#### What needs to be done:
Copy out the material below word for word, but leave out the pictures.

#### Records for the task:

▬▬▬▬▬▬

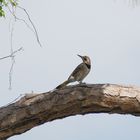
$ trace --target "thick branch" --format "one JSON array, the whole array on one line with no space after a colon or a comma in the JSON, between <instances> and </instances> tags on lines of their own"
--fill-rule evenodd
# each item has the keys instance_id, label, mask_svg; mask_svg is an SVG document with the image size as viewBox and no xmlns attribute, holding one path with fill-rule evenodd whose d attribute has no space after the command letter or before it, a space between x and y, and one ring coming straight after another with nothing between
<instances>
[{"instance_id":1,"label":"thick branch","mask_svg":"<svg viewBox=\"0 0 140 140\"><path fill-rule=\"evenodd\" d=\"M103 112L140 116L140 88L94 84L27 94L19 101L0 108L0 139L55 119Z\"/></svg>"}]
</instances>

▬▬▬▬▬▬

#### Full output:
$ trace --target "thick branch" --format "one JSON array, the whole array on one line with no space after a colon or a comma in the JSON, between <instances> and </instances> tags on lines of their own"
--fill-rule evenodd
# each item has the keys instance_id, label, mask_svg; mask_svg is an SVG document with the image size as viewBox and no xmlns attribute, holding one path with fill-rule evenodd whose d attribute has no space after the command letter or before it, a space between x and y, and one ring coming straight after another with nothing between
<instances>
[{"instance_id":1,"label":"thick branch","mask_svg":"<svg viewBox=\"0 0 140 140\"><path fill-rule=\"evenodd\" d=\"M103 112L140 116L140 88L94 84L27 94L19 101L0 108L0 139L55 119Z\"/></svg>"}]
</instances>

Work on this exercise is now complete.